TEXT PASSAGE:
Interview

Michael Dempsey (Compound) on the 'first 40 months' framework for deep tech fundraising

May 19, 2025 with Michael Dempsey

Key Points

  • Michael Dempsey argues deep tech founders need a 40-month hypothesis map through Series B rather than narrative-first fundraising, as venture now demands 12-18 months of demonstrated progress instead of a polished story.
  • Compound bets on biotech tooling that structures experiments for eventual robotic automation over pure workflow software, which has been a startup graveyard due to adoption friction in labs.
  • Crypto's structural constraint is talent density, not regulatory clarity—capable developers stayed away when legal risk was real, leaving a builder shortage despite arriving regulatory frameworks.
Michael Dempsey (Compound) on the 'first 40 months' framework for deep tech fundraising

Summary

Michael Dempsey, managing partner at Compound, argues that deep tech founders are thinking about fundraising the wrong way. Rather than sprinting between rounds with a narrative-first approach, they should map out what he calls the "first 40 months" — roughly the seed through Series B arc — as a hypothesis-building exercise that forces honest self-assessment on milestones, market fit, and momentum.

The framework is not a prediction tool. Dempsey is explicit that the point isn't to know exactly what gets a Series A or B done from day one. The value is having a baseline assumption to stress-test, especially now that venture funds have shifted toward momentum investing. In his reading, the 2021 playbook of building a narrative two to three months before a raise no longer works — founders now need 12 to 18 months of demonstrated progress to access the same capital that once moved on a story.

Narrative vs. earned progress

The market distortion Dempsey flags is real but nuanced. Foundation model companies and robotics plays are raising tens or hundreds of millions at nine-to-ten-figure valuations out of the gate, often on the strength of team pedigree and narrative rather than product milestones. Whether that's a distortion or rational pricing is, in his view, something the next five to fifteen years will sort out.

ACTIVITIES:
1 – From the interview, write out the passage between "The market distortion" and "will sort out.", inclusive.
2 – Answer these questions using the interview:
(a) What position does Michael Dempsey hold at Compound?
(b) How many months of demonstrated progress do founders now need to raise the same capital?
(c) What does Dempsey call crypto's structural constraint?

SUPPLIED INFORMATION:
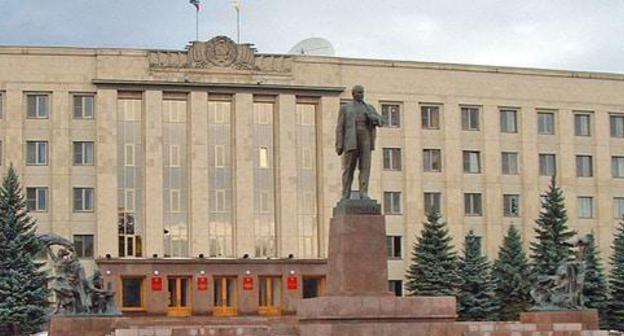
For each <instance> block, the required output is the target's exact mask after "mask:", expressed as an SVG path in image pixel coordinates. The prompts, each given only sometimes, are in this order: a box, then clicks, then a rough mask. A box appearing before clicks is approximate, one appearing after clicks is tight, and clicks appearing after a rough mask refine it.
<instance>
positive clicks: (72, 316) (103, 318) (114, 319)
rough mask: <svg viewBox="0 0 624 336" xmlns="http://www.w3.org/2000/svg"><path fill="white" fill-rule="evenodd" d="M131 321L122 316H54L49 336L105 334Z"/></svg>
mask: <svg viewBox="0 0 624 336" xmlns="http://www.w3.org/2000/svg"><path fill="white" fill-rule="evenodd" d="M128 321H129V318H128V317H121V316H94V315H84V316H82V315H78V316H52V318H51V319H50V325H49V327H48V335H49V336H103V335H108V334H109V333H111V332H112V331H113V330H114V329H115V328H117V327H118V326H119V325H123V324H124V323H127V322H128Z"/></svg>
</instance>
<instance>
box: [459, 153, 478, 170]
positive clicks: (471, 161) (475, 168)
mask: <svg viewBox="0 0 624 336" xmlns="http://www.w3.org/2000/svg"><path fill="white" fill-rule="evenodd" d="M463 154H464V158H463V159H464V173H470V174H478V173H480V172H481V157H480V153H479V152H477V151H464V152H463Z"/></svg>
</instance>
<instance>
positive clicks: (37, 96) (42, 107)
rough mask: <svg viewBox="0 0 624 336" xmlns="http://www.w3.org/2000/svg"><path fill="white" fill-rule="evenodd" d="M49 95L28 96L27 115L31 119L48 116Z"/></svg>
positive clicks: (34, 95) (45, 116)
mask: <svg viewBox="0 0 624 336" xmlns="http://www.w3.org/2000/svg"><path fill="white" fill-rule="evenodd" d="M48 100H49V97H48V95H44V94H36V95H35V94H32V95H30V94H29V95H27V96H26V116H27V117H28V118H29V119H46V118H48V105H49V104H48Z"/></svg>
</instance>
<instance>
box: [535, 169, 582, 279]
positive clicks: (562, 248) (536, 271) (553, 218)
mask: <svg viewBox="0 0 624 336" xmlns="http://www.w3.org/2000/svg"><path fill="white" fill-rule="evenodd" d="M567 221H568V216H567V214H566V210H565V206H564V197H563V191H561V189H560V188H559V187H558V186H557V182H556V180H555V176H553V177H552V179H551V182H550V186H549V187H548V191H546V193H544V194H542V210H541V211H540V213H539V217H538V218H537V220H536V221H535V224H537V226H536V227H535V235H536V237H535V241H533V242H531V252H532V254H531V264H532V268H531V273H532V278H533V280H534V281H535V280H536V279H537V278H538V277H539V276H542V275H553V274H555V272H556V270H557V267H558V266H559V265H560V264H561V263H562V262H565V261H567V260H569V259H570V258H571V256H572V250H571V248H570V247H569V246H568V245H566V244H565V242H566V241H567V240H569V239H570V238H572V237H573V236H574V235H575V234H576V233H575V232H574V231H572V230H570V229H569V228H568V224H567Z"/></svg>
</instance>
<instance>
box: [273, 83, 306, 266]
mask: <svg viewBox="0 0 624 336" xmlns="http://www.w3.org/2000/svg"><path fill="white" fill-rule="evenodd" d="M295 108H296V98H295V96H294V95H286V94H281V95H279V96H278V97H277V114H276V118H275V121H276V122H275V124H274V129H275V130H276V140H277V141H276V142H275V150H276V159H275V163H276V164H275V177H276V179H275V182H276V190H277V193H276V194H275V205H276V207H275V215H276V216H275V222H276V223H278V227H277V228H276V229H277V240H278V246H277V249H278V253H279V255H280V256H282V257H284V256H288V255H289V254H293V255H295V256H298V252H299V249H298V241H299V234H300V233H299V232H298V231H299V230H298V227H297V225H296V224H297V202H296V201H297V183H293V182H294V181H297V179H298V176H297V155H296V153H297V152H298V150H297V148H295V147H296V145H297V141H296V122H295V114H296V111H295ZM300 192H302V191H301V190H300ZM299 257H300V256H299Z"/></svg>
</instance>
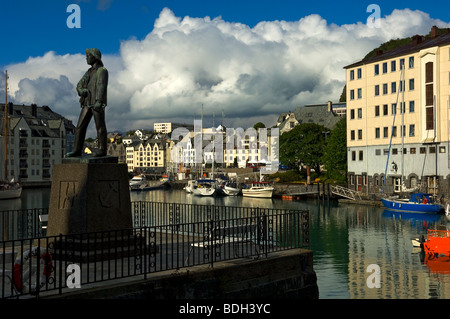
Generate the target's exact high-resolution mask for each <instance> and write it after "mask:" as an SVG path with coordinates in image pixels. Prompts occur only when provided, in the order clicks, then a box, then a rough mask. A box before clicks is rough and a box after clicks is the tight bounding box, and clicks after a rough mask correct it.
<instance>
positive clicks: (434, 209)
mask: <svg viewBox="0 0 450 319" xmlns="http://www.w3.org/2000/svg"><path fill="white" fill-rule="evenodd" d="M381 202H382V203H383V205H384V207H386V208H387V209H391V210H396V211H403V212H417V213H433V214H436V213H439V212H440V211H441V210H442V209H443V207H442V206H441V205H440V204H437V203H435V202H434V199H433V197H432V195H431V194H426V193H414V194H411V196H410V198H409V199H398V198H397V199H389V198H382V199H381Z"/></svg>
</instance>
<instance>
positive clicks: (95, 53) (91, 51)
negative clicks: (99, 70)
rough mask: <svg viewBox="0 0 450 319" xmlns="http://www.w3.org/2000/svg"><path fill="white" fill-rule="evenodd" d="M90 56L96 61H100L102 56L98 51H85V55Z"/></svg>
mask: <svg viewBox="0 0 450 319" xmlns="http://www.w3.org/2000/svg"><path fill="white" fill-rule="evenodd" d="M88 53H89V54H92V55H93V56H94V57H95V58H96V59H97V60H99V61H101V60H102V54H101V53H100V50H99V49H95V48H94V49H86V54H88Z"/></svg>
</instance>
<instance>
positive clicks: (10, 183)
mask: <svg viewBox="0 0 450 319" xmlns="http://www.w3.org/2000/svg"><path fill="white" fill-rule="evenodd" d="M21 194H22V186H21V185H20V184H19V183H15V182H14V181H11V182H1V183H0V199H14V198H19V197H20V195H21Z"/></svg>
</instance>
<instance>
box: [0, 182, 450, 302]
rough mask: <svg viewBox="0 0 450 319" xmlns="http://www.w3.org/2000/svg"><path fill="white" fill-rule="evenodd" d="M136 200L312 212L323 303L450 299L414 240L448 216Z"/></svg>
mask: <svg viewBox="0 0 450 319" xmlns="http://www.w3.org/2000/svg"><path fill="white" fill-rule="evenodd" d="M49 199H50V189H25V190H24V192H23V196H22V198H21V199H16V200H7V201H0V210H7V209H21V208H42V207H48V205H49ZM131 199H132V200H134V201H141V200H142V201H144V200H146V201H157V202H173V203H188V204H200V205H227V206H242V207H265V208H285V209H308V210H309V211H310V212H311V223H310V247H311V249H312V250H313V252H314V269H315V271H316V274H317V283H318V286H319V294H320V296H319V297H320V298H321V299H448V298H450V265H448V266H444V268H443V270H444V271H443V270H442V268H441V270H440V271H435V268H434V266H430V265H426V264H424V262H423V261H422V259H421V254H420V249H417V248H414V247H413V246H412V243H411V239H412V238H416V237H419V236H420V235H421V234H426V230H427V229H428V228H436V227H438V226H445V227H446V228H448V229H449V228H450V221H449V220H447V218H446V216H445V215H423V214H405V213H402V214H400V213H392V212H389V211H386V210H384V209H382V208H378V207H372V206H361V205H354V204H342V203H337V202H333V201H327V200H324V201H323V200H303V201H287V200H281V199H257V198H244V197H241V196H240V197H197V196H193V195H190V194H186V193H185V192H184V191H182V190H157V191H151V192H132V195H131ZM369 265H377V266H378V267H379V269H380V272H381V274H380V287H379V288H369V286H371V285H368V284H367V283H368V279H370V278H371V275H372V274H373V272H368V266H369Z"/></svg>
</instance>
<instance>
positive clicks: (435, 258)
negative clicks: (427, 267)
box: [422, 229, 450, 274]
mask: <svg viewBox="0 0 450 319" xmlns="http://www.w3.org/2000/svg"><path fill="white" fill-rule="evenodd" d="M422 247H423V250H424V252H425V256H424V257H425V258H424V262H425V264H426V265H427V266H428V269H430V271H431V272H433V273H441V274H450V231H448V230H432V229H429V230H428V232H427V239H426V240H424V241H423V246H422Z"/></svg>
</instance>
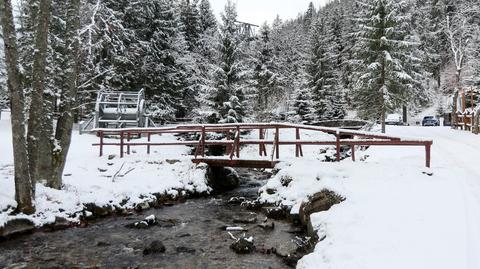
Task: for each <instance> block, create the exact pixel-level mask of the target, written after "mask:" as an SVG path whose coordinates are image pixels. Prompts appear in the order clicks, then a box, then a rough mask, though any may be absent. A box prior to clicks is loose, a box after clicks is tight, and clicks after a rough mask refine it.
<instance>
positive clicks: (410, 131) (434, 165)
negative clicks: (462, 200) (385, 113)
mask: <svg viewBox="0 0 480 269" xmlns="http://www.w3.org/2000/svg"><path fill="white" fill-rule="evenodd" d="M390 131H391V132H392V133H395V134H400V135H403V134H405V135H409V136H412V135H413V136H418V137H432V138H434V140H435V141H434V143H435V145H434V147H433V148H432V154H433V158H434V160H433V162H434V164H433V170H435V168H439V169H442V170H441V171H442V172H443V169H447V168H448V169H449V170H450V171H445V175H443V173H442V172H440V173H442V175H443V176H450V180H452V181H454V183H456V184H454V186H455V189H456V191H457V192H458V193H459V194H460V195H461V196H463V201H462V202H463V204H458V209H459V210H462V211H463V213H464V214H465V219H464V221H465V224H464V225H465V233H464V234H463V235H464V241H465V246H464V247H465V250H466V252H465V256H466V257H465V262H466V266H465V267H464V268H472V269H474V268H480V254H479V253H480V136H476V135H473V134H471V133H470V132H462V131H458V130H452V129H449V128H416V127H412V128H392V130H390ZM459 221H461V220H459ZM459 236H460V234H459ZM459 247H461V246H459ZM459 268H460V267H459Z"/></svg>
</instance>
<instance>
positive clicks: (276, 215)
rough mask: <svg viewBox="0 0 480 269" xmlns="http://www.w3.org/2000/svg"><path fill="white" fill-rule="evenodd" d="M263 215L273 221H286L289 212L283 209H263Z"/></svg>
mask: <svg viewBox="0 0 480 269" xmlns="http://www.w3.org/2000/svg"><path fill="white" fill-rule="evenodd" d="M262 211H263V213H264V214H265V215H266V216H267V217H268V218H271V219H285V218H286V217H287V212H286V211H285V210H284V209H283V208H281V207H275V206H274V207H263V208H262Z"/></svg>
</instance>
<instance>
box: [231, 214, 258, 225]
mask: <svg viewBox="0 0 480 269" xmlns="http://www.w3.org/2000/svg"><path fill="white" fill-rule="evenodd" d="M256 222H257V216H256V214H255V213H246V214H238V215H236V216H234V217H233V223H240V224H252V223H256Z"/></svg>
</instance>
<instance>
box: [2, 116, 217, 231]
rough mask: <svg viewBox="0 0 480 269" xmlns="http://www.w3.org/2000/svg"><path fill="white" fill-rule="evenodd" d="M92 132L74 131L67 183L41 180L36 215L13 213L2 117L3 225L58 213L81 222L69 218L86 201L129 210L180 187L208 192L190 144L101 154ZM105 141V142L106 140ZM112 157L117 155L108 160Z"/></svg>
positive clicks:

RESULTS BY TASK:
1 –
The market distortion Dempsey flags is real but nuanced. Foundation model companies and robotics plays are raising tens or hundreds of millions at nine-to-ten-figure valuations out of the gate, often on the strength of team pedigree and narrative rather than product milestones. Whether that's a distortion or rational pricing is, in his view, something the next five to fifteen years will sort out.

2 –
(a) Managing partner.
(b) 12 to 18 months.
(c) Talent density.